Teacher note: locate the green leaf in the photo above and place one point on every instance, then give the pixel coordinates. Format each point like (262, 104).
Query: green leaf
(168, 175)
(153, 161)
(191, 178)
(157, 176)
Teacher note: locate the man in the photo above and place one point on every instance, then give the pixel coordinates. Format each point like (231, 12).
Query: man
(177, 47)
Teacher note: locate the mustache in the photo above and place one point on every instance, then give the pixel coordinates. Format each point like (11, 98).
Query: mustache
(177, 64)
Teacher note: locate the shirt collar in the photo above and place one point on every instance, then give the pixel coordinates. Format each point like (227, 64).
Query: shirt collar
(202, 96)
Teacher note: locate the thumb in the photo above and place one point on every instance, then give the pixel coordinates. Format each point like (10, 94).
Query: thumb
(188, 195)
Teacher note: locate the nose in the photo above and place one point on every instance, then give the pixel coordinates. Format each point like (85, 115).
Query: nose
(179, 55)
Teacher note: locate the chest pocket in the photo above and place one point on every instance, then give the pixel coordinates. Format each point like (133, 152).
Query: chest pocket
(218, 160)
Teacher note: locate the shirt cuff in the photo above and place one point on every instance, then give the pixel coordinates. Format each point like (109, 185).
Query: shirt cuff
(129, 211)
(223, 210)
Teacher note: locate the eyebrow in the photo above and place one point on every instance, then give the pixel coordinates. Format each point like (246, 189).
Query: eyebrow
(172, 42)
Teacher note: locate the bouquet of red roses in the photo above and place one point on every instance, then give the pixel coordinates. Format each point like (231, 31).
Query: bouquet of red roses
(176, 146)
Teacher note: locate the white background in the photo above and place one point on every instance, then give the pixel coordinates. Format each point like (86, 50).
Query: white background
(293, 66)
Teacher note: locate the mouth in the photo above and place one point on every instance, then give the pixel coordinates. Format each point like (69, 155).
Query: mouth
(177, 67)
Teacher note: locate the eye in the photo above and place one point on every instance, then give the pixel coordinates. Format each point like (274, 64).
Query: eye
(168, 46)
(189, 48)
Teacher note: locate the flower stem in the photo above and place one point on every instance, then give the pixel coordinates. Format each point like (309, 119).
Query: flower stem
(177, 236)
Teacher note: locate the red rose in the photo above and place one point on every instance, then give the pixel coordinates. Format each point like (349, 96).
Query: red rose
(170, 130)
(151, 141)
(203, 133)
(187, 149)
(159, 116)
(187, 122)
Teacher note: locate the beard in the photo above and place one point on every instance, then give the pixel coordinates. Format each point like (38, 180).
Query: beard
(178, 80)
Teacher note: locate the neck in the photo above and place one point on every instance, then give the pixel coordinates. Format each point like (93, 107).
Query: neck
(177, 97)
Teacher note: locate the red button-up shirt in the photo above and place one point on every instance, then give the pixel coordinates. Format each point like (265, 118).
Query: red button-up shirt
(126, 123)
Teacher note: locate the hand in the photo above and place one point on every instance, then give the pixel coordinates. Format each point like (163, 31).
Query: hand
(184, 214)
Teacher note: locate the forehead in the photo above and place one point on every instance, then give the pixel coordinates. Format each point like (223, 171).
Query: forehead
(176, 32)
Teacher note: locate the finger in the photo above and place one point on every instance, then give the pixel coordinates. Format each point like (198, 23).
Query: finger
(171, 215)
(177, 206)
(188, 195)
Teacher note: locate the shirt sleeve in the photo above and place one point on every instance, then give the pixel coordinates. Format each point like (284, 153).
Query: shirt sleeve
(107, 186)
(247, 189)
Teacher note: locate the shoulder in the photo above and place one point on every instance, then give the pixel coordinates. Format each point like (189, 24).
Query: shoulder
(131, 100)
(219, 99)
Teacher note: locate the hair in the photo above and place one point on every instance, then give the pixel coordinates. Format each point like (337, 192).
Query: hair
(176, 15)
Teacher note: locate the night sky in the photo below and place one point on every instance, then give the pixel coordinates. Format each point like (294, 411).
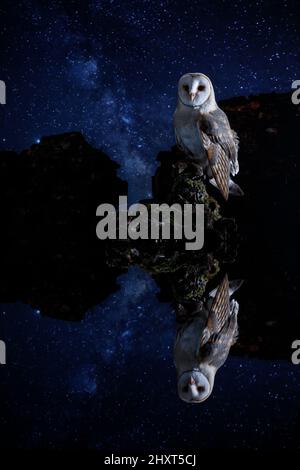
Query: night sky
(110, 69)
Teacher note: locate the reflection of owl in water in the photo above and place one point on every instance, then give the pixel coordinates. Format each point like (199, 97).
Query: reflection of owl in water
(203, 132)
(203, 343)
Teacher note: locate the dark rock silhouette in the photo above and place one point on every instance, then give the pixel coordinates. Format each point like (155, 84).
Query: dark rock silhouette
(50, 256)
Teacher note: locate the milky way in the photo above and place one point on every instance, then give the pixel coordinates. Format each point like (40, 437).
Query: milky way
(110, 69)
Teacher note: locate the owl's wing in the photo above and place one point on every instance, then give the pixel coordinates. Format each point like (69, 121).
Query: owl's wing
(221, 330)
(219, 164)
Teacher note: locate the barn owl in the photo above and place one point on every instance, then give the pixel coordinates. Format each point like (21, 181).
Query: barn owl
(203, 132)
(203, 343)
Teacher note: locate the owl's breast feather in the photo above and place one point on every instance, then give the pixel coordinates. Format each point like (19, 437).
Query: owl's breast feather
(189, 138)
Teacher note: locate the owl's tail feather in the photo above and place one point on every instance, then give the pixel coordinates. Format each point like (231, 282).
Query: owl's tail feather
(233, 287)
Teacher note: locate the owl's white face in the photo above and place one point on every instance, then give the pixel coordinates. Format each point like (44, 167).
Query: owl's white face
(193, 387)
(194, 89)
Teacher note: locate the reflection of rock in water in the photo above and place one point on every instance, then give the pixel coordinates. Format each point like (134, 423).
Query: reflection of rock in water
(203, 341)
(50, 256)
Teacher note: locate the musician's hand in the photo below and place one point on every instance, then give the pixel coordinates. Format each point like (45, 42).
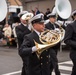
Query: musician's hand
(58, 30)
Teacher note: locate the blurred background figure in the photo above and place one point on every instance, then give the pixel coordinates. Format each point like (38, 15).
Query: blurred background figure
(7, 34)
(37, 11)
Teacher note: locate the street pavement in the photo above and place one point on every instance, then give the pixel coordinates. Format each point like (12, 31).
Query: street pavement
(11, 63)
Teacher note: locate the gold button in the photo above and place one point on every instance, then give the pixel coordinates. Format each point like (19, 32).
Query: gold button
(41, 63)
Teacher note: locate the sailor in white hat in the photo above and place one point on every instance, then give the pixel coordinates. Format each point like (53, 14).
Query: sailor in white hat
(36, 65)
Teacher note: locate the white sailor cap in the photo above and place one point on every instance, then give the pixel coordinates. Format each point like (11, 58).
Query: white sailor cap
(21, 13)
(37, 18)
(27, 16)
(74, 13)
(51, 15)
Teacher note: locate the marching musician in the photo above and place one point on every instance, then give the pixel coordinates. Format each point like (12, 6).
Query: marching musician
(70, 39)
(21, 31)
(54, 50)
(35, 65)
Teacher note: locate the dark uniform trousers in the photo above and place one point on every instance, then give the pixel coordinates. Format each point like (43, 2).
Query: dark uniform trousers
(53, 51)
(21, 31)
(35, 65)
(70, 39)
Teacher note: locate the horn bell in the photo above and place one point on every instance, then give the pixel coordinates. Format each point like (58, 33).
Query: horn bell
(48, 38)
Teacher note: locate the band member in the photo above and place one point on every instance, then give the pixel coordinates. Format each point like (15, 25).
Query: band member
(70, 39)
(35, 65)
(21, 31)
(54, 50)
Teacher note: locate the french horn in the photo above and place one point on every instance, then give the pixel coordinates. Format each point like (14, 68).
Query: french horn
(48, 38)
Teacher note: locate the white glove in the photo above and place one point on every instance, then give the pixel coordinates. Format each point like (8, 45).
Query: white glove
(34, 49)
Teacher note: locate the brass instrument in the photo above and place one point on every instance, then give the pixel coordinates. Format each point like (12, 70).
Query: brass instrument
(48, 38)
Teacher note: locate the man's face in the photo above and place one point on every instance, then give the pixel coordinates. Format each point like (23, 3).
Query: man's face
(52, 19)
(39, 26)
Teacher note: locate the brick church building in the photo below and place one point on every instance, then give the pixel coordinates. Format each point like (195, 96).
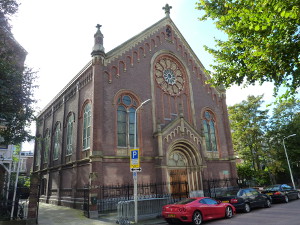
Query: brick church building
(85, 134)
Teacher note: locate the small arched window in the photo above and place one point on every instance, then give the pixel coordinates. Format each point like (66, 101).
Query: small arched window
(86, 126)
(126, 120)
(210, 132)
(56, 149)
(70, 125)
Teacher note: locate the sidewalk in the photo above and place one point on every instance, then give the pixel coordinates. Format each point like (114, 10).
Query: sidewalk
(53, 214)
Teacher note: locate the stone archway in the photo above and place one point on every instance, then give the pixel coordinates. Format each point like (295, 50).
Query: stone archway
(184, 169)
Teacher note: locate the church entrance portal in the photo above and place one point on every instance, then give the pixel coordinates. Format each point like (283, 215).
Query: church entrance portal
(184, 170)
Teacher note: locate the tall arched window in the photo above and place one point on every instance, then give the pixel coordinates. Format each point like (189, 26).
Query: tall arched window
(86, 126)
(47, 145)
(70, 124)
(38, 150)
(56, 149)
(126, 120)
(210, 132)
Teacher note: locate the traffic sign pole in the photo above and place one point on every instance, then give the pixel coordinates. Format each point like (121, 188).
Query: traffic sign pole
(135, 180)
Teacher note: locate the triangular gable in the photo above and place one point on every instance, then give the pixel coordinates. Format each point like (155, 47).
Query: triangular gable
(179, 128)
(117, 59)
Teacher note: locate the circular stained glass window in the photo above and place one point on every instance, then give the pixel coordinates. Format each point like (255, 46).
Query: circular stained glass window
(169, 76)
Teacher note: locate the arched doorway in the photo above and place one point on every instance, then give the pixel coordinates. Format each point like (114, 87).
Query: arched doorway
(184, 169)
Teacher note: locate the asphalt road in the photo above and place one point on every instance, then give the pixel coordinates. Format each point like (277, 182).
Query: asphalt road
(279, 213)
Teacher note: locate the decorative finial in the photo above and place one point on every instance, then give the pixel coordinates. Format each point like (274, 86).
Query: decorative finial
(167, 9)
(98, 26)
(98, 48)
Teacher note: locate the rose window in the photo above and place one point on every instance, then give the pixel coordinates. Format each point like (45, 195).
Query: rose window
(169, 76)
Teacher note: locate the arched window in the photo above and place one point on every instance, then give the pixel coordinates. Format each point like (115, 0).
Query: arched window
(38, 151)
(47, 145)
(70, 124)
(56, 149)
(210, 132)
(126, 120)
(86, 126)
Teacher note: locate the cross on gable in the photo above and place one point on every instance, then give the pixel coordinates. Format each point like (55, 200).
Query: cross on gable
(98, 26)
(167, 9)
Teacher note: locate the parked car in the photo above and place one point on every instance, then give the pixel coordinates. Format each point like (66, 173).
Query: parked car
(245, 199)
(196, 210)
(281, 193)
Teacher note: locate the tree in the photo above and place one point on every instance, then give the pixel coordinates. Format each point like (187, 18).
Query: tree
(16, 82)
(263, 42)
(284, 122)
(248, 124)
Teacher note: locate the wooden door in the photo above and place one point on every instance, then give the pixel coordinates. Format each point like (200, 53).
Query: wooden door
(179, 183)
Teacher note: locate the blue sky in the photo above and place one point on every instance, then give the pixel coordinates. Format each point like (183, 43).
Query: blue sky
(58, 36)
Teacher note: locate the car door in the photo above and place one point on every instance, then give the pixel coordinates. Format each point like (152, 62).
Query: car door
(292, 194)
(216, 209)
(208, 208)
(259, 198)
(248, 197)
(205, 209)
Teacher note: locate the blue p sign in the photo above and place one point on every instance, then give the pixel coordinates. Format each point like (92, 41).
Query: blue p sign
(135, 154)
(134, 158)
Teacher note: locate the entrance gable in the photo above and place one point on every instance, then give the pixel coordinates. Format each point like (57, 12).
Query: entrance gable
(180, 128)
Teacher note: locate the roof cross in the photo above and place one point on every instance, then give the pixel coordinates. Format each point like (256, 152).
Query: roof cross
(167, 9)
(98, 26)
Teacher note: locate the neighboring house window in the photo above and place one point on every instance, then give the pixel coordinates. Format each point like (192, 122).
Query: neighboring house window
(86, 126)
(47, 146)
(70, 124)
(126, 120)
(56, 149)
(210, 132)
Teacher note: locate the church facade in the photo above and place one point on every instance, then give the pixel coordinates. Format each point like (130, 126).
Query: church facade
(149, 93)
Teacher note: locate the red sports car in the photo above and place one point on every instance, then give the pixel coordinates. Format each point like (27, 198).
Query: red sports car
(196, 210)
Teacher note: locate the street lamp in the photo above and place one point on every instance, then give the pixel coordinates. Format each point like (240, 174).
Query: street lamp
(135, 173)
(287, 158)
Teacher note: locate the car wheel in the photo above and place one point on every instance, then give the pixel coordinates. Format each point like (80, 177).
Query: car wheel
(197, 218)
(228, 212)
(268, 203)
(286, 199)
(247, 208)
(169, 221)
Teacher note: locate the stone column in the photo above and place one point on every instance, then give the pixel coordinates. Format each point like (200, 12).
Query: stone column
(32, 216)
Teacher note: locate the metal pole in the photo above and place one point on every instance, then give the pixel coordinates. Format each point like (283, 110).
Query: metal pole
(135, 174)
(16, 185)
(287, 158)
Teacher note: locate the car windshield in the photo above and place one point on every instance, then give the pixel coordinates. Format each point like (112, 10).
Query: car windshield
(229, 192)
(185, 201)
(273, 188)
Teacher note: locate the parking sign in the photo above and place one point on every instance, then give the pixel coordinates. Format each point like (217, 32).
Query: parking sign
(134, 158)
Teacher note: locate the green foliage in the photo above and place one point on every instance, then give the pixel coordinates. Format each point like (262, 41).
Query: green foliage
(248, 123)
(263, 42)
(245, 171)
(258, 139)
(16, 82)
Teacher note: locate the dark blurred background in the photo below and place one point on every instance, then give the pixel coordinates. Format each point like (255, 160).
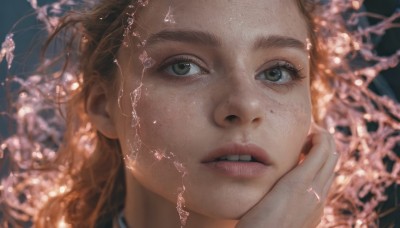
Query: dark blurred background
(17, 16)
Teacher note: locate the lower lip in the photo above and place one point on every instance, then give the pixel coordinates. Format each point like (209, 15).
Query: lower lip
(238, 169)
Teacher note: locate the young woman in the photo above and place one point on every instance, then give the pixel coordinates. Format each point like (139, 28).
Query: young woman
(200, 113)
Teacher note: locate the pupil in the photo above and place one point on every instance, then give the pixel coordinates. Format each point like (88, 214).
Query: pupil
(181, 68)
(275, 74)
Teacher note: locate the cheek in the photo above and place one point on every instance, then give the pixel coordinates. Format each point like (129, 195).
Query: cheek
(166, 119)
(291, 121)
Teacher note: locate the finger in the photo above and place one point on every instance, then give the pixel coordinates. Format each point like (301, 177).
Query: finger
(327, 186)
(326, 171)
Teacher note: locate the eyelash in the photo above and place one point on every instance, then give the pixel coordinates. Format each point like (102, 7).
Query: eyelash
(295, 72)
(181, 59)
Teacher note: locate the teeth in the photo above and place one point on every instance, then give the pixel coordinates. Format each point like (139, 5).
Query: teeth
(232, 157)
(245, 158)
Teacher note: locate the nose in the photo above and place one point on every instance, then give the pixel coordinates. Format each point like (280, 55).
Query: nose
(239, 105)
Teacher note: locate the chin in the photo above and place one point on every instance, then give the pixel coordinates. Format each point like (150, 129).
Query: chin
(225, 209)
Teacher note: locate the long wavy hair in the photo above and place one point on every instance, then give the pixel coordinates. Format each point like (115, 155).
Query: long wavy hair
(91, 163)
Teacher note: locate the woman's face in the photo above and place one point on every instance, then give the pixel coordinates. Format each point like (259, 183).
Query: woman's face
(229, 78)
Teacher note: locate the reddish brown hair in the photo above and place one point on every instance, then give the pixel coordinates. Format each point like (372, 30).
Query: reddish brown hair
(98, 186)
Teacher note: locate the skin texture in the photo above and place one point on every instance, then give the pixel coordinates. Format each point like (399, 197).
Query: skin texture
(227, 101)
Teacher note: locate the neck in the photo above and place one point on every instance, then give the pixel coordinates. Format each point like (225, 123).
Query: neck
(146, 209)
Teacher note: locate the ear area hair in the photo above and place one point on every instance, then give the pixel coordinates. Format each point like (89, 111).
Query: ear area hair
(98, 108)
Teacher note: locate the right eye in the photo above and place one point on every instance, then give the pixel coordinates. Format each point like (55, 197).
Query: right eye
(183, 68)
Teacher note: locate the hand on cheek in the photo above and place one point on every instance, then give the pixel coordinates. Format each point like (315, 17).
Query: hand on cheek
(297, 199)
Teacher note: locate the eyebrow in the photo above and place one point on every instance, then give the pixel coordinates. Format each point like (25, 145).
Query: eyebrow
(209, 39)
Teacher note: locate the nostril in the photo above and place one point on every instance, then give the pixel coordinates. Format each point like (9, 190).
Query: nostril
(232, 118)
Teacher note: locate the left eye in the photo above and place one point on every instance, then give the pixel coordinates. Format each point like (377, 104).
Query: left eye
(184, 68)
(278, 75)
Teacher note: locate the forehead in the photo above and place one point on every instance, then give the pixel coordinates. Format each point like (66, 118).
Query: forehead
(226, 18)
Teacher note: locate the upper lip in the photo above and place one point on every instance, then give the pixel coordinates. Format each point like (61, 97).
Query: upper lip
(258, 154)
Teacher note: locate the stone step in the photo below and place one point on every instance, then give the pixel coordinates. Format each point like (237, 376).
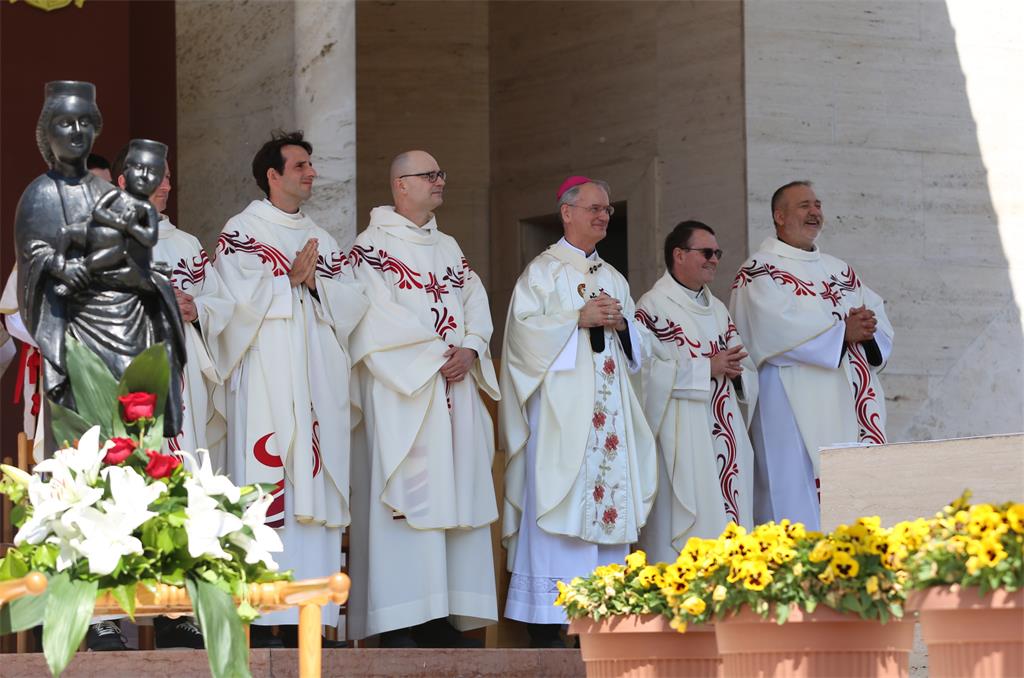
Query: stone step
(285, 664)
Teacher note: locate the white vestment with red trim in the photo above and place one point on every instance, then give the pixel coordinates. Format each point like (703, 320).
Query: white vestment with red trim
(706, 468)
(423, 493)
(204, 422)
(285, 358)
(582, 470)
(790, 306)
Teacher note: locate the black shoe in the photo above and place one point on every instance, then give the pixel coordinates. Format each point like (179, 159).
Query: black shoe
(262, 637)
(545, 636)
(438, 633)
(397, 639)
(177, 633)
(289, 634)
(105, 637)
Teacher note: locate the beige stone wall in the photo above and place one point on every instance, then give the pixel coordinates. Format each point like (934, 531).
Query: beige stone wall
(903, 115)
(647, 95)
(245, 69)
(422, 74)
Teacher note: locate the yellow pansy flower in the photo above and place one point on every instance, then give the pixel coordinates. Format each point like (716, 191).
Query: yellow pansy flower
(845, 564)
(694, 605)
(636, 560)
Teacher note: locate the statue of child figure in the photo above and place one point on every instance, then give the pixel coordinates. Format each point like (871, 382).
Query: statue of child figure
(124, 225)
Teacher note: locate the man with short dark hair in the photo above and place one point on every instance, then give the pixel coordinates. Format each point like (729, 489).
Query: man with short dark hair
(285, 357)
(819, 338)
(582, 470)
(693, 386)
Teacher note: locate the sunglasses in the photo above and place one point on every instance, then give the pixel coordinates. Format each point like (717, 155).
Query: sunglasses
(706, 251)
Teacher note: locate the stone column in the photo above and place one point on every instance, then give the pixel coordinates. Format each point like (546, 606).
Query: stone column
(246, 69)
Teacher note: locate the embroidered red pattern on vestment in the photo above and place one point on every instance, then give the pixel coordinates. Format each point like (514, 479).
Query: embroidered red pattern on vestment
(189, 273)
(748, 273)
(670, 333)
(728, 469)
(236, 243)
(865, 398)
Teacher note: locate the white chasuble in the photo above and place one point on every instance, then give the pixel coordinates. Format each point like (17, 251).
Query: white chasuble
(204, 422)
(285, 358)
(790, 306)
(582, 471)
(422, 484)
(707, 462)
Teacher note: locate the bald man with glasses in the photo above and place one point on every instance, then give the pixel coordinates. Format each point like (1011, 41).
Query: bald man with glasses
(582, 470)
(422, 488)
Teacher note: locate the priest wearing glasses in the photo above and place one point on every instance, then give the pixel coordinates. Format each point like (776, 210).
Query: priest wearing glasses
(819, 338)
(693, 385)
(582, 470)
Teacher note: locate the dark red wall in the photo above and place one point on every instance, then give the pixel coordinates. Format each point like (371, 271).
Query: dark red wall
(127, 49)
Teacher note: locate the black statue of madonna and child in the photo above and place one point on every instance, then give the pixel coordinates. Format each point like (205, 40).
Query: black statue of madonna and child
(84, 248)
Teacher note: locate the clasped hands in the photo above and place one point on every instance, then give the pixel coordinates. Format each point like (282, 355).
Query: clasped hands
(304, 265)
(602, 310)
(860, 325)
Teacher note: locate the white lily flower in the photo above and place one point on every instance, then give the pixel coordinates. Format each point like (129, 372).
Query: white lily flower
(131, 495)
(206, 523)
(212, 483)
(85, 461)
(264, 540)
(104, 538)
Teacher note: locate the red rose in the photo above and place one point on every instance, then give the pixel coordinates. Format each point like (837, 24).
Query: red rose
(160, 466)
(121, 451)
(137, 406)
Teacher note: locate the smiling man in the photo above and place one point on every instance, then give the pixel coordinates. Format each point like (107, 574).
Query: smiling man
(423, 488)
(693, 386)
(582, 470)
(819, 337)
(285, 358)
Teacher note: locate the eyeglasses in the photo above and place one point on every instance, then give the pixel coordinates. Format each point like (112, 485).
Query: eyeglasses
(429, 176)
(595, 209)
(707, 251)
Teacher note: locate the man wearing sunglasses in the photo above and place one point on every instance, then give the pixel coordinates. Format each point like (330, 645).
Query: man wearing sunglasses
(423, 490)
(693, 385)
(819, 337)
(582, 470)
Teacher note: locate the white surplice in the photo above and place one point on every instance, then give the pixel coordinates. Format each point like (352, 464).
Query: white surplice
(423, 495)
(285, 357)
(707, 462)
(582, 471)
(790, 306)
(204, 421)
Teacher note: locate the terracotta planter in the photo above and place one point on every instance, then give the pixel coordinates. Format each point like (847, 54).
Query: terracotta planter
(644, 646)
(969, 635)
(820, 643)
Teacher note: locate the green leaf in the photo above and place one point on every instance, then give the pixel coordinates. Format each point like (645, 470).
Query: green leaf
(69, 608)
(225, 640)
(22, 613)
(68, 426)
(125, 595)
(92, 384)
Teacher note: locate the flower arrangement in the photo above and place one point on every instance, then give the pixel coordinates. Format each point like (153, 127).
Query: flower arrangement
(978, 546)
(769, 569)
(110, 512)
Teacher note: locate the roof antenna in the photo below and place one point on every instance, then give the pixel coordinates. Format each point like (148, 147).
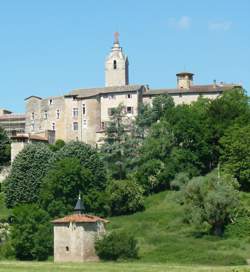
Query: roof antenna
(79, 208)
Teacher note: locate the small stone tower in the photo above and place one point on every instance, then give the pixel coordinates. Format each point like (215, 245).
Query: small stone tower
(116, 66)
(75, 235)
(184, 80)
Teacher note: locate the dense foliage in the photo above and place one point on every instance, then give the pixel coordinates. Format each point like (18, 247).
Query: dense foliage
(117, 245)
(211, 202)
(235, 154)
(124, 197)
(4, 148)
(76, 168)
(31, 233)
(28, 170)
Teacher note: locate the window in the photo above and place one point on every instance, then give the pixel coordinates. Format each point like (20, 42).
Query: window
(57, 114)
(111, 111)
(102, 125)
(75, 126)
(111, 96)
(33, 127)
(83, 109)
(130, 110)
(45, 115)
(84, 123)
(75, 112)
(53, 126)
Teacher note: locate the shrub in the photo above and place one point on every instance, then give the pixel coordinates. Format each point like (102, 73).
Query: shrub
(125, 197)
(149, 176)
(117, 245)
(62, 184)
(89, 159)
(28, 169)
(211, 203)
(31, 233)
(75, 167)
(57, 145)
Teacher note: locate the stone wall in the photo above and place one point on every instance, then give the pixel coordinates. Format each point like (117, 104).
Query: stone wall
(74, 242)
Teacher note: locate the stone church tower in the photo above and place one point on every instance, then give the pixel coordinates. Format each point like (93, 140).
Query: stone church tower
(75, 236)
(116, 66)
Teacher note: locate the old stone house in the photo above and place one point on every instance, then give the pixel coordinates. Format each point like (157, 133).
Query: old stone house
(75, 235)
(82, 114)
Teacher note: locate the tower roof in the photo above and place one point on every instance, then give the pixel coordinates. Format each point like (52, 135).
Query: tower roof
(184, 74)
(79, 207)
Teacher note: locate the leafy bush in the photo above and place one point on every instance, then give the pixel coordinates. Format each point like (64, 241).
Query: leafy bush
(240, 228)
(6, 251)
(31, 233)
(76, 167)
(149, 176)
(4, 148)
(57, 145)
(28, 169)
(125, 197)
(235, 154)
(89, 159)
(117, 245)
(211, 203)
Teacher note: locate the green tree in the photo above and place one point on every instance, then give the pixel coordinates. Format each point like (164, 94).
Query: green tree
(4, 148)
(148, 115)
(125, 197)
(211, 203)
(62, 184)
(235, 154)
(57, 145)
(76, 168)
(230, 108)
(31, 233)
(117, 245)
(116, 150)
(28, 170)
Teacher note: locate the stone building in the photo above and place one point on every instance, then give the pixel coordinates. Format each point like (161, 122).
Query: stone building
(75, 235)
(82, 114)
(12, 123)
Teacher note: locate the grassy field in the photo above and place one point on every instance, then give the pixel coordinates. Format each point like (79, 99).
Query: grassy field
(166, 243)
(163, 236)
(110, 267)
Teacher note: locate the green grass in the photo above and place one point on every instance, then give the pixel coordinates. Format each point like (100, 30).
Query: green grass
(166, 243)
(164, 237)
(110, 267)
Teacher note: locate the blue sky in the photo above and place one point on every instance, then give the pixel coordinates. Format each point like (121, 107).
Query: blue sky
(50, 47)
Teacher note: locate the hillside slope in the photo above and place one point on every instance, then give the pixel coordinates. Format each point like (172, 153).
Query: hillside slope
(164, 237)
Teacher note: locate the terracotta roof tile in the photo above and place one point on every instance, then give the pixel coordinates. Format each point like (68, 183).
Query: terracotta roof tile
(80, 218)
(198, 89)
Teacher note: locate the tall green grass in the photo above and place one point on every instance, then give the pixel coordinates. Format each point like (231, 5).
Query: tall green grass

◆ **Task item**
The required output is every line from the one that holds "Query: hillside slope" through the last line of the listing above, retyped exactly and with nothing else.

◆ **Task response**
Query: hillside slope
(164, 237)
Teacher note: locate the terracotta roof tile in the photo above and place one point on every instance, then give the pixel coordinates. Format each point like (68, 183).
Query: terracotta roof tile
(80, 218)
(198, 89)
Teacher note: locate the tall green grass in the photo above and place one point on every instance, then give the pixel coordinates. Format each point like (231, 5).
Query: tall green grass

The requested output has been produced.